== Work item ==
For this exercise, retype the lines from the one that holds "Target: blurred tree" through the one that holds "# test: pointer drops one pin on the tan tactical" in the records below, both included, exactly and without pictures.

== Data in this exercise ==
Content starts

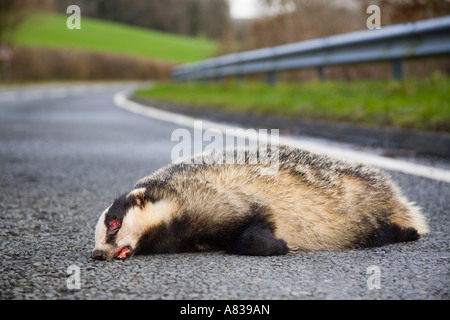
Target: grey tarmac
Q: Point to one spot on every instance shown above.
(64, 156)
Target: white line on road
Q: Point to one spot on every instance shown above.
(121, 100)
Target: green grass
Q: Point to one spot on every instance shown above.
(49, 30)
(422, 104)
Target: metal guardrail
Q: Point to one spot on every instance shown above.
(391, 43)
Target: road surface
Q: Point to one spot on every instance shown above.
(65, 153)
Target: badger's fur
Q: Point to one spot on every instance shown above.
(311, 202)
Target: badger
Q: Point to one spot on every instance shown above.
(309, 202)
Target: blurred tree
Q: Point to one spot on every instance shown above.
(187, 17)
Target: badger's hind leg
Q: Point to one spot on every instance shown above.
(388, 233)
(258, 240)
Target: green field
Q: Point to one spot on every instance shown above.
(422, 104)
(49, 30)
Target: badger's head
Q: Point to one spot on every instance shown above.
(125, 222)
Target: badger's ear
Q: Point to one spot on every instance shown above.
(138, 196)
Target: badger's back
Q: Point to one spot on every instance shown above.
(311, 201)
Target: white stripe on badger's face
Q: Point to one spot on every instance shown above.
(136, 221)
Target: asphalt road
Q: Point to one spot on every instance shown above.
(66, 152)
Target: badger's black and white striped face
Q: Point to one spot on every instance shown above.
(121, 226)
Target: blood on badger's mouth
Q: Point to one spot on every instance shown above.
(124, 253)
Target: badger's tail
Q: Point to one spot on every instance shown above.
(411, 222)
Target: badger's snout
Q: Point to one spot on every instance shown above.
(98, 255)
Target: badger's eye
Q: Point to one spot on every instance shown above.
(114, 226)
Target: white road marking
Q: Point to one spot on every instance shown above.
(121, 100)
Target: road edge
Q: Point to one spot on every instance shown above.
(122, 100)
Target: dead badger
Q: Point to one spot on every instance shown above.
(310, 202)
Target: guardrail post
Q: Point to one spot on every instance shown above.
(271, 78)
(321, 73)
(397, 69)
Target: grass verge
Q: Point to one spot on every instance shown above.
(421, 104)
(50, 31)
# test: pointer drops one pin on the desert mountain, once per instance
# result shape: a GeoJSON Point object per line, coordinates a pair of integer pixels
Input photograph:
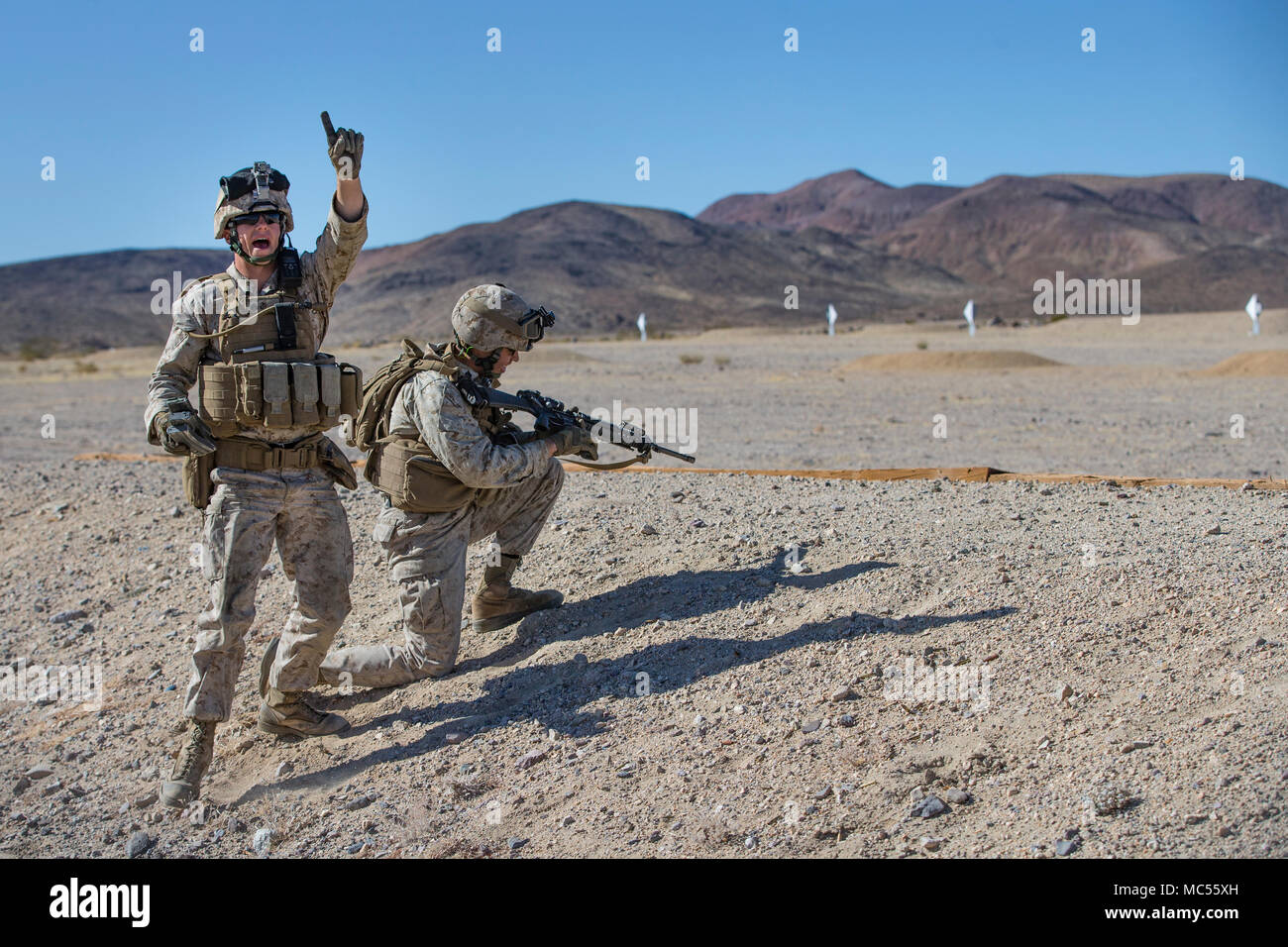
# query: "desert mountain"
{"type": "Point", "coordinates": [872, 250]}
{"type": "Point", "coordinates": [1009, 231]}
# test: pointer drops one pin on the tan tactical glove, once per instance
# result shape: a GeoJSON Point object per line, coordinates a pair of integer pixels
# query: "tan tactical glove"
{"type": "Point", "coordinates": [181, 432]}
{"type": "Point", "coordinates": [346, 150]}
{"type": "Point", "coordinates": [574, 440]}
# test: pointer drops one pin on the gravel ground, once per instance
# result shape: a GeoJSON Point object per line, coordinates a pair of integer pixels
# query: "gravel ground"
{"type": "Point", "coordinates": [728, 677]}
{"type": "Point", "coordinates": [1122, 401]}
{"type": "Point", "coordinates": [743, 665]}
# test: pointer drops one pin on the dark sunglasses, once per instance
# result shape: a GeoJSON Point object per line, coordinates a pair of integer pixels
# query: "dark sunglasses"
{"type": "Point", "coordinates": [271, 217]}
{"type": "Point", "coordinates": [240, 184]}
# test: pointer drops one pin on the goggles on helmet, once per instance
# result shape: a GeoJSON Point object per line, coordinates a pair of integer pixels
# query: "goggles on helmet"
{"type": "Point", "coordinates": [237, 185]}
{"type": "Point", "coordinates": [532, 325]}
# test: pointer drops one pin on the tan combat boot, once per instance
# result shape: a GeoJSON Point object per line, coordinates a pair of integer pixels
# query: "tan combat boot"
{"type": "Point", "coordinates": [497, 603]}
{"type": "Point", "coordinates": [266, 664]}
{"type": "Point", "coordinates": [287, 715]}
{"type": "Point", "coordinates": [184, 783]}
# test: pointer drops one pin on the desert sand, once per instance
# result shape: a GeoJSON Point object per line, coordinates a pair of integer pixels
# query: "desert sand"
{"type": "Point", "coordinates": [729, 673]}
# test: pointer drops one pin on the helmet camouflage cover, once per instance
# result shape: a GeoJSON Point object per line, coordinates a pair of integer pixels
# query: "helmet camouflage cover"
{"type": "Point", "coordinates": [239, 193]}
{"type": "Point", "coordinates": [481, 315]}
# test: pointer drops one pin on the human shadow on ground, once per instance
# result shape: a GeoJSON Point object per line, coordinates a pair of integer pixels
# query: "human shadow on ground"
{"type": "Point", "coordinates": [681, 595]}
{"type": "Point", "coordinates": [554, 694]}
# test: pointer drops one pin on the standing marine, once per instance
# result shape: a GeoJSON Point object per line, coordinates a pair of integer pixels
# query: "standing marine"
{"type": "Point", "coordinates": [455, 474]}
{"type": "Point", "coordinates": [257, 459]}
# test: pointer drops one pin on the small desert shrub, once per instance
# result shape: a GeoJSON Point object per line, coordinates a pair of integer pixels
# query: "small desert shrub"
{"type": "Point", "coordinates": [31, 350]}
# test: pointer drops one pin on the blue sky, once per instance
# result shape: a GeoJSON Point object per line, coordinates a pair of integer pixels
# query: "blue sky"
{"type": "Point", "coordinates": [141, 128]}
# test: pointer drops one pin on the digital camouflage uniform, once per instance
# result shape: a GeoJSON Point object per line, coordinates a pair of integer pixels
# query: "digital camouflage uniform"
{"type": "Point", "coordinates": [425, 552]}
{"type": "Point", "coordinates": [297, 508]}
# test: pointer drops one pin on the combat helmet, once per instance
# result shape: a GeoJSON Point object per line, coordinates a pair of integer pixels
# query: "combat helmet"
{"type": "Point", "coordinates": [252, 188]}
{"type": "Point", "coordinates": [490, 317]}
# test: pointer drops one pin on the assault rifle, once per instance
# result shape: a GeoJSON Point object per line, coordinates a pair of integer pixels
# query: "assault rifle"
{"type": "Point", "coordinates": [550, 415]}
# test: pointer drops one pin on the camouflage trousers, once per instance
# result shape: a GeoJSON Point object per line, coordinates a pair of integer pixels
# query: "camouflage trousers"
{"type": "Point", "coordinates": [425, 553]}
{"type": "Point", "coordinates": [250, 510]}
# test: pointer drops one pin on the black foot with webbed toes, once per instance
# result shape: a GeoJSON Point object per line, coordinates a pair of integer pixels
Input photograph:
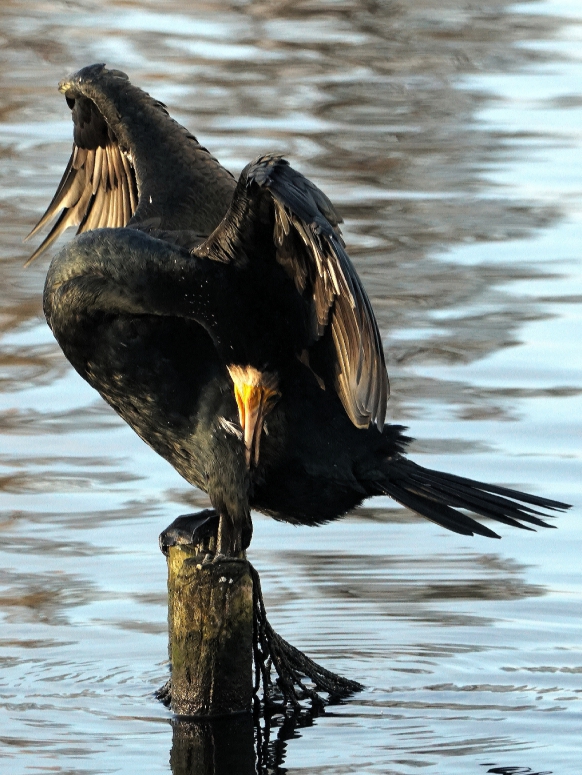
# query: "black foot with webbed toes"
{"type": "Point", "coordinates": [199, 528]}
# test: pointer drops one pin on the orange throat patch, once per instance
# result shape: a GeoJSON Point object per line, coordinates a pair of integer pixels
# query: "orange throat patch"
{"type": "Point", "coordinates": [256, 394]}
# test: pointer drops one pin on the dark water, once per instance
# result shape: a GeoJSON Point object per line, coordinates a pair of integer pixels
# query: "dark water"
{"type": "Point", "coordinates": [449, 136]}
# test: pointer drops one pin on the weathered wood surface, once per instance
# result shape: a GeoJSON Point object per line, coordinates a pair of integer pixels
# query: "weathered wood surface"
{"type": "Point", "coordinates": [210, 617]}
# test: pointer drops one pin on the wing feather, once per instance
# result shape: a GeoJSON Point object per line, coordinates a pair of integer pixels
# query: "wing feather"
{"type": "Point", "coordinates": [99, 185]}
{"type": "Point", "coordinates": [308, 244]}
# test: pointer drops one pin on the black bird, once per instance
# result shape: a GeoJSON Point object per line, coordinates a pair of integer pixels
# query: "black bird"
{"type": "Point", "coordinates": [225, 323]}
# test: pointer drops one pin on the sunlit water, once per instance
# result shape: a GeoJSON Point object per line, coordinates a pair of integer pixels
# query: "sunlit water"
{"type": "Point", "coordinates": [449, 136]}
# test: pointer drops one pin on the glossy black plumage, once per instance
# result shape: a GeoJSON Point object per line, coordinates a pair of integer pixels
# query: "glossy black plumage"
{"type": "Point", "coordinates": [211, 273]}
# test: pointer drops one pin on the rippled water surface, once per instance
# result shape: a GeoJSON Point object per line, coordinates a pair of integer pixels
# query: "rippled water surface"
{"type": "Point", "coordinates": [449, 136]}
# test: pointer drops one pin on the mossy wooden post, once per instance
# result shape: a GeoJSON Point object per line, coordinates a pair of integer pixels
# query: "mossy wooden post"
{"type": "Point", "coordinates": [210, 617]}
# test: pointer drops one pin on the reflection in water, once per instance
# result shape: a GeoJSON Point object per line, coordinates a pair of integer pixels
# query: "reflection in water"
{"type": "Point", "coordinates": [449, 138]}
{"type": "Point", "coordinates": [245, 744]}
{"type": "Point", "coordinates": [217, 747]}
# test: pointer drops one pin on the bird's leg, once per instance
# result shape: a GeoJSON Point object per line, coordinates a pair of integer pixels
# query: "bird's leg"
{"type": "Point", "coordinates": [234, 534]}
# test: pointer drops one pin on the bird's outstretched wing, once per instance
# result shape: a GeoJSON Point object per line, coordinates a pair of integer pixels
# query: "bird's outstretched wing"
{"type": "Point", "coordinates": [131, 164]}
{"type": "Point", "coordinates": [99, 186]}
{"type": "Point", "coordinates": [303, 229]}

Content ends

== Response to the exercise ==
Target: blurred tree
Q: Point to one spot on every instance shown above.
(187, 17)
Target: badger's hind leg
Q: Point to one spot on every instance shown above.
(388, 233)
(258, 240)
Target: green field
Q: Point to one spot on every instance shown above.
(422, 104)
(49, 30)
Target: badger's head
Q: Point to one spot on every instance shown above.
(125, 222)
Target: badger's ear
Q: Point to one spot on every instance shown above.
(138, 196)
Target: badger's back
Q: Point to one spot on every instance shown above.
(311, 201)
Target: white stripe on badger's face
Q: Point to one spot on every instance shown above.
(136, 221)
Target: asphalt road
Q: Point to one spot on every instance shown above.
(66, 152)
Target: badger's black and white striped face
Q: Point to one spot on every instance shown above.
(121, 226)
Target: blood on badger's mouth
Q: Point to one spot on every instance shown above.
(124, 253)
Target: badger's tail
Q: Point to one spot on every instance shown above.
(411, 222)
Target: badger's snout
Q: Point to one spot on every instance shown above.
(98, 255)
Target: badger's eye
Q: Point to one spot on every instance shown above.
(114, 226)
Target: white road marking
Q: Point to one spot on every instance shown above.
(121, 100)
Target: road edge
Q: Point to one spot on every instance shown above.
(122, 100)
Target: dead badger
Q: Point to one spot on every instance shown above.
(310, 202)
Target: guardrail post
Q: Point to one spot on every instance shown above.
(271, 78)
(321, 73)
(397, 69)
Target: grass verge
Q: Point to one spot on every instance shown above.
(421, 104)
(50, 31)
# test: pointer drops one pin on the desert mountain, once per instance
# result shape: a GeoJSON Point object per line, coordinates a pair of integer pixels
Input photograph:
# query: "desert mountain"
{"type": "Point", "coordinates": [872, 250]}
{"type": "Point", "coordinates": [1009, 231]}
# test: pointer drops one pin on the tan tactical glove, once per instance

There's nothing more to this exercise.